Supplied material:
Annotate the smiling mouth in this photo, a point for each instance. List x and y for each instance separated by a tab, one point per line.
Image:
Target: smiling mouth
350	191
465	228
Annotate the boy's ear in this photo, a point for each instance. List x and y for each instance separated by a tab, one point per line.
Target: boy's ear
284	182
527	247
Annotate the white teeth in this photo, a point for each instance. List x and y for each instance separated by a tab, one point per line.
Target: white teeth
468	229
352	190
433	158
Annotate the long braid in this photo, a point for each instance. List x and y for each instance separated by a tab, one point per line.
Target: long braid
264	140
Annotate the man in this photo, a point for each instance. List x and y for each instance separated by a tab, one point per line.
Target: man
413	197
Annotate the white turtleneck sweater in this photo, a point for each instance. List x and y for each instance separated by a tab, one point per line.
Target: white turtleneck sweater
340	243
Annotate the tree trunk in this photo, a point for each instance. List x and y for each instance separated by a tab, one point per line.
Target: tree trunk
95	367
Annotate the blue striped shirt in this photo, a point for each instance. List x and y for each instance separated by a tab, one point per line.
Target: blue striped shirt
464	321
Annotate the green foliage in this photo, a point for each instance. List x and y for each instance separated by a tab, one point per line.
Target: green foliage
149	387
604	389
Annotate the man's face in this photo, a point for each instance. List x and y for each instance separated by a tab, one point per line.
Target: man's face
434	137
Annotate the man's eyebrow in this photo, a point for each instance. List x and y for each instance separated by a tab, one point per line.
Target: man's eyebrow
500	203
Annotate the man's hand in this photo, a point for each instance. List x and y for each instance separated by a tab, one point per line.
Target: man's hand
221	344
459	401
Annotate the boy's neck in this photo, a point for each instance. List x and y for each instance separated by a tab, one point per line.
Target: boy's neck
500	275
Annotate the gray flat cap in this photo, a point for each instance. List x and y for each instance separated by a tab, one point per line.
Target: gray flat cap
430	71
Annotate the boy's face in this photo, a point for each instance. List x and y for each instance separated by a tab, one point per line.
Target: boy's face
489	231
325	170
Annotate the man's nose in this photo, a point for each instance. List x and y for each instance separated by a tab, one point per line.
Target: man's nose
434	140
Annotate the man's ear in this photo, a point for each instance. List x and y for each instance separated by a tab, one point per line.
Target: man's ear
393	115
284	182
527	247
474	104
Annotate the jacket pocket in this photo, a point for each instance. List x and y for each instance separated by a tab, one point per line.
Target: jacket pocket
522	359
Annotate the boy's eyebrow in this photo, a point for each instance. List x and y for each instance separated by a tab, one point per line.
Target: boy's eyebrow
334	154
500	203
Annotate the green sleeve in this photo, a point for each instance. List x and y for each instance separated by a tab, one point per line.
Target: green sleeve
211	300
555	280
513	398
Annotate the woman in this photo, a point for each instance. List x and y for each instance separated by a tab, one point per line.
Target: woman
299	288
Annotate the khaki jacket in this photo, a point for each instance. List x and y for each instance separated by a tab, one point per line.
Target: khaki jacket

What this task involves: Take the line with "Annotate the man's nose" and every line after it in the data, and please reproduce them exactly, leaving out all other lines.

Response area:
Annotate the man's nose in this photo, a point for each instance. List x and y for each instance separated by a tab, one point per line.
Target: man's nose
434	140
Annotate the man's ear in this photo, a point for each instance. List x and y for each instance separated by a tab, one point per line.
Target: man's ear
393	115
284	182
527	247
474	104
Annotate the jacket pocket in this photo, a point for each instance. List x and y for each instance separated by a tab, one point per line.
Target: jacket pocket
522	359
Annotate the boy's eyebrow in this photo, a point for each instance. List x and y for each instance separated by a tab, one point per line.
Target: boy's eyebrow
334	154
500	203
Annotate the green sleeve in this photo, a point for each instance. List x and y for each instance separated by a tab, one point per line.
Target: green sleeve
211	300
555	280
513	398
Annotate the woman in this photo, a point for each instance. List x and y for each instance separated by a tab, one point per line.
Target: woman
299	288
Annotate the khaki jacket in this photo, a point for each instance. List x and y for each instance separated by a tab, one point per line.
Target: khaki jacket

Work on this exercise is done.